=== Problems to work on ===
1. Turn the paragraph below beginning "According to this list, Garner was assigned" into a short bulleted list that keeps its main facts from the post about Trent Garner's public defender work.
2. According to the post below about Trent Garner's public defender work, how many hours did the pay records show him working?
3. Continue the post below about Trent Garner's time as a public defender, starting after its final paragraph.

=== Reading text ===

If you have read the first three posts about this whole Sen. Trent Garner, Public Defender, debacle, you know that his start date with the 13th Judicial District was April 12 and that his last day was June 3. According to the calendar,1 once you account for holidays, 4/12 through 6/13 contains 38 non-holiday weekdays, across eight full or partial weeks.
Eight weeks at up-to-30-hours per week works out, at the most, to 240 hours. According to Arkansas Public Defender Commission pay records, Trent Garner worked 239 hours while illegally employed there. So, on the surface, at least that part is all good.2
The problem for Trent Garner, as Capt. Edward Smith would certainly confirm if not for that danged ol’ iceberg, is that it’s below the surface is where things get interesting. So let’s hop in this bathysphere and dive down deep.
For context as we move through the upcoming documents, let’s start with Trent Garner’s case log, courtesy of the Arkansas Public Defender Commission. I have redacted out individual names for the people he represented in circuit court.
According to this list, Garner was assigned 17 circuit-court defendants (with a total of 19 charges between them), with 15 defendants (16 charges) assigned to him on April 25 and 2 more defendants (3 charges) assigned on May 1. Eight of the charges that Garner was assigned on 4/25 resolved via guilty plea on or about 4/28, just three days later. To say that it is unlikely that Garner’s inexperienced self negotiated all of these pleas would be an understatement, however; one of the plea agreements had actually been signed by the prior public defender on or about 4/12, and–at most–Garner was simply producing CO2 in the courtroom on 4/28 when that one was accepted by the judge.

=== Records shown ===
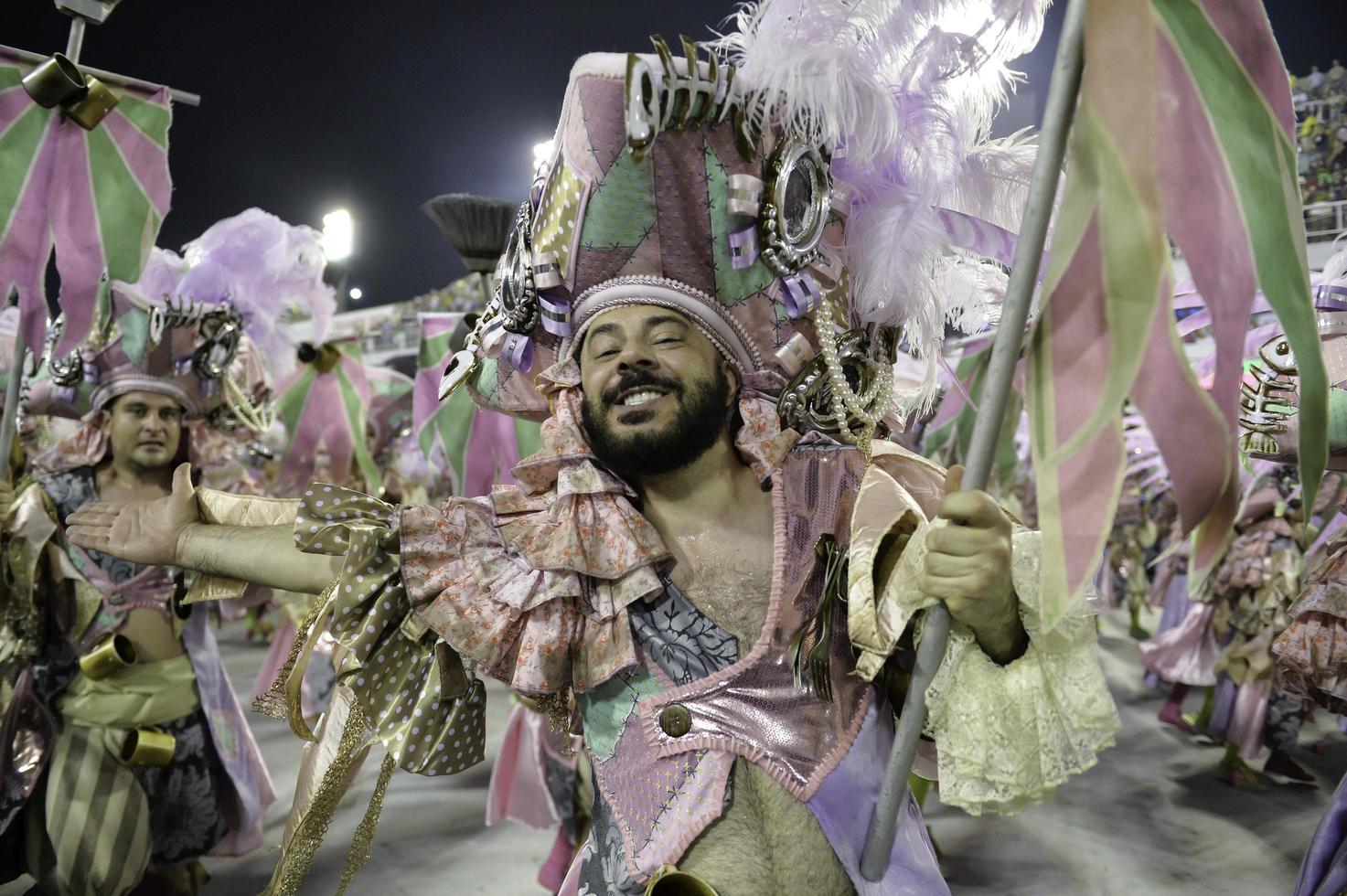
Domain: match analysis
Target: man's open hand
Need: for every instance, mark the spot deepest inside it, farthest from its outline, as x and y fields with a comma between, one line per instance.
x=144, y=532
x=967, y=566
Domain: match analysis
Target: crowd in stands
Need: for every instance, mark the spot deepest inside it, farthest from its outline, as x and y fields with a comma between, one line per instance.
x=1321, y=112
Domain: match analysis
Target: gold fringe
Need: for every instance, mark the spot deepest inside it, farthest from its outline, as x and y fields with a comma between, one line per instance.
x=298, y=858
x=364, y=838
x=273, y=701
x=558, y=709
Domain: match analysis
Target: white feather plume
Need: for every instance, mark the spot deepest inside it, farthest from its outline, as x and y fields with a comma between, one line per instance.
x=905, y=91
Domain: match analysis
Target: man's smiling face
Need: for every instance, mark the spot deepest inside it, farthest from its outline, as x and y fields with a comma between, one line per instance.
x=657, y=389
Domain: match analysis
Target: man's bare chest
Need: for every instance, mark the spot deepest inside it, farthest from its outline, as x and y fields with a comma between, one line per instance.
x=728, y=576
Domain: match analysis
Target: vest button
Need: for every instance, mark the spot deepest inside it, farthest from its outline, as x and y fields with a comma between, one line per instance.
x=675, y=720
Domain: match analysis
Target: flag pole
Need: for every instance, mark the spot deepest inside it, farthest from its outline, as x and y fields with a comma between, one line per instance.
x=10, y=423
x=74, y=46
x=1058, y=113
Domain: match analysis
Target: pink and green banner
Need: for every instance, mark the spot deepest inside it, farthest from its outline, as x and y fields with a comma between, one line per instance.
x=480, y=448
x=325, y=410
x=96, y=197
x=1183, y=133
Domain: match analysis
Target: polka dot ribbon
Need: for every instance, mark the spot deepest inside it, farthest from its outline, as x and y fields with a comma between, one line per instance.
x=412, y=685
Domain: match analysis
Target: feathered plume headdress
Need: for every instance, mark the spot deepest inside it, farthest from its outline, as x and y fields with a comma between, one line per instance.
x=904, y=91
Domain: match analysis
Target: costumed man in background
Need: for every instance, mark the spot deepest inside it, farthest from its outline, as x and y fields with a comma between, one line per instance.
x=1310, y=654
x=125, y=752
x=148, y=762
x=690, y=558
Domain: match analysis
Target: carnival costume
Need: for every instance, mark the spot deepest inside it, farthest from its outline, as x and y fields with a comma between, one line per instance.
x=690, y=185
x=114, y=765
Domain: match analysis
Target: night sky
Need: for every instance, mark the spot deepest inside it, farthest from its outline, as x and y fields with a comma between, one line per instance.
x=310, y=105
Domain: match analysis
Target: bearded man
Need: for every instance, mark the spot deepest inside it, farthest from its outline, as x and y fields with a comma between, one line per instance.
x=714, y=551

=== Replies ===
1.
- Garner was assigned 17 circuit-court defendants with 19 charges in total.
- Fifteen defendants (16 charges) were assigned on April 25, and two more (3 charges) on May 1.
- Eight of the April 25 charges ended in guilty pleas on or about April 28, three days later.
- Garner probably did not negotiate all of those pleas. The prior public defender had signed one plea agreement on or about April 12, and Garner was at most present when the judge accepted it on April 28.

2. 239 hours.

3.
The other category of cases on the list above are misdemeanors across the five district courts in the 13th Judicial District. All told, the list shows Garner as having some amount of in-court responsibility for 45 such misdemeanors, with 23 assigned to him on 4/12 and another 22 assigned on 5/1. Of those, let’s see…he resolved…four. Four? Four. Three on April 20 and one on May 5.
So, just to be generous, let’s give Garner credit for all eight felony charges (seven clients) that pleaded guilty on 4/28, as well as the four misdemeanor cases that show as concluded on this list. Let’s even give him credit for one more felony case that doesn’t show as resolved on this list, but shows a guilty plea entered in May on CourtConnect.
All together, that means Garner cleared, at most, thirteen cases in his time as a public defender, with only five such clearances happening after 4/28. Literally 62% of his case clearances happened on a single day, barely over two weeks into the job.
Got all that? Good. Now, let’s take a look at his time sheets. To help us keep all of this straight, I am going to post the timesheets three separate times, with different highlight on each of the three. I’ll explain what each set is as we go over it, then I’ll include a final set of timesheets that have all of the highlight overlapping, so you have a visual frame of reference.
Overlapping Public Defender Hours & Committee Meetings
Since the thing that makes Garner’s working as a PD illegal is the fact that he is still a sitting state senator, I figured we would first look at how the PD job overlapped with his senate duties. After all, Garner has long been known as someone who, ahem, benefits quite a bit from the mileage and per diem that come with out-of-session committee meetings in Little Rock.
All of the entires highlighted in pink in the PDF above are days where Garner submitted time for work done as a public defender while also getting per diem and mileage for attending meetings in Little Rock.
Here’s the bulk of his legislative committee meetings for the relevant time period, highlighted in blue or pink.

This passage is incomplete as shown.